§ **YOUR GOAL**:
Write out the lines from the line containing "Kindly provide the mask of every instance of the gray" through the final line of the listing below, exactly, omitting every other line.

::::::::

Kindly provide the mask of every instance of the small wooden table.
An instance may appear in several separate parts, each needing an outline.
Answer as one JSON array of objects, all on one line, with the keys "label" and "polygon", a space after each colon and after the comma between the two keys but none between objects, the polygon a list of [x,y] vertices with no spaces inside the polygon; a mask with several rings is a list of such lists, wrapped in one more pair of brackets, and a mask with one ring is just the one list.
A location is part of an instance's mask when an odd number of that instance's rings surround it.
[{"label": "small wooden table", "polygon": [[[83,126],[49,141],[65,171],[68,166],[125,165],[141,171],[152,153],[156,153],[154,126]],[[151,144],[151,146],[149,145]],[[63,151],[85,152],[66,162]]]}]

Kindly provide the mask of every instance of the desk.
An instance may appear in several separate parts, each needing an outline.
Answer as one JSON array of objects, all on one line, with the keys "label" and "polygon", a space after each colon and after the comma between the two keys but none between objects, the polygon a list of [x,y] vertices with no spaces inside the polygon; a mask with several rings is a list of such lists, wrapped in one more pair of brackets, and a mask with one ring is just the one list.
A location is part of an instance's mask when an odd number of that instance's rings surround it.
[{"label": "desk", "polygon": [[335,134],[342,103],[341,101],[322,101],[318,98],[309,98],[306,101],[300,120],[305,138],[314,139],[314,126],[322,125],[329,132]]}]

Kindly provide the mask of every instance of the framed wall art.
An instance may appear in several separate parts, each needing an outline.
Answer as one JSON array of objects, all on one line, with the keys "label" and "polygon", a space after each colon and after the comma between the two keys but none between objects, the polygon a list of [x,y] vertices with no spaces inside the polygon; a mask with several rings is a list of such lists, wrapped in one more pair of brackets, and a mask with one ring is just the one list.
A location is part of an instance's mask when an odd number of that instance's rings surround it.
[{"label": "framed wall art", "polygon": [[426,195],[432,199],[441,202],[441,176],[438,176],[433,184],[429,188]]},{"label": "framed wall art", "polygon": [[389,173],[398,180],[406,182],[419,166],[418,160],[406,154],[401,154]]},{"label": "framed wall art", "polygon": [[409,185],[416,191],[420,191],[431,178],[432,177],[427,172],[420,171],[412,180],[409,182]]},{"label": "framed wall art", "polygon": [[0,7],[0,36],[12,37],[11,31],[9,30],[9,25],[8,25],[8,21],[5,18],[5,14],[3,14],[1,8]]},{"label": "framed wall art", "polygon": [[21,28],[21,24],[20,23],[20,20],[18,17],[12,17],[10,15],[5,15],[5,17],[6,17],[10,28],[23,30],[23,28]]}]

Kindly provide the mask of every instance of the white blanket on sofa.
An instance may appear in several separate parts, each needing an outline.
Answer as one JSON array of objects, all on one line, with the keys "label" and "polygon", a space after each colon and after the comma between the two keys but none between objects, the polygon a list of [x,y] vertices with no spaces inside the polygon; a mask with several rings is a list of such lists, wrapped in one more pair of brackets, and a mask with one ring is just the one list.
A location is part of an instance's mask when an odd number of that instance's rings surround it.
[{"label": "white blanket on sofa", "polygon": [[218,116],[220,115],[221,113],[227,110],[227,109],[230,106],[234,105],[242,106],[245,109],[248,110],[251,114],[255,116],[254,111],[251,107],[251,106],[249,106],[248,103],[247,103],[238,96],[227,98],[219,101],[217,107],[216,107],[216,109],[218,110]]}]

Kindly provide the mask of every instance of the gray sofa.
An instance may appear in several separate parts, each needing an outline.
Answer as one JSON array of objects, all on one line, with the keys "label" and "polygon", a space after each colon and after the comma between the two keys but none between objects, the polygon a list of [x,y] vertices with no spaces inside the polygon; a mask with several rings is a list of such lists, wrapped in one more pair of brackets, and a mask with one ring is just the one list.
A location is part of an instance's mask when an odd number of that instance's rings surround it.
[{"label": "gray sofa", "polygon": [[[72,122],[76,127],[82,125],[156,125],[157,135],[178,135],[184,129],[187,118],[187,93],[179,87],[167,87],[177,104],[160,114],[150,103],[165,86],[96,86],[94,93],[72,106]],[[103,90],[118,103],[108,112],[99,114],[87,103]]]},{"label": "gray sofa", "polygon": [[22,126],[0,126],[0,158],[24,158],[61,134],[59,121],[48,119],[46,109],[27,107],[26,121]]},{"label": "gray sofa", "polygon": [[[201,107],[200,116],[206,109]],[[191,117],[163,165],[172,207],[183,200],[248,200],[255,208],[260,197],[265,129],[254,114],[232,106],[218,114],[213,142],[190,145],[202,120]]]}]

::::::::

§ **SOLVED EXERCISE**:
Kindly provide the mask of every instance of the gray sofa.
An instance may appear in several separate parts, each needing an outline.
Answer as one JSON array of objects, all on one line, with the keys "label" and "polygon", a space after each colon and after the comma between the two keys but none between objects, the polygon a list of [x,y] vertices with no spaces inside the polygon; a mask with several rings is a list of such lists, wrapped in one more pair of brackets, and a mask with one ring is just the one list.
A location is part of an instance's mask when an odd number of that instance's rings surround it.
[{"label": "gray sofa", "polygon": [[[72,122],[76,127],[82,125],[156,125],[157,135],[178,135],[184,129],[187,118],[187,93],[179,87],[167,87],[177,104],[160,114],[150,103],[165,86],[96,86],[94,93],[72,106]],[[103,90],[118,103],[108,112],[99,114],[87,103]]]},{"label": "gray sofa", "polygon": [[22,126],[0,126],[0,158],[24,158],[61,134],[59,121],[48,119],[46,109],[27,107],[26,121]]},{"label": "gray sofa", "polygon": [[[201,107],[200,116],[206,109]],[[191,117],[163,165],[172,207],[183,200],[248,200],[255,208],[260,197],[265,129],[254,114],[232,106],[218,114],[213,142],[190,145],[202,120]]]}]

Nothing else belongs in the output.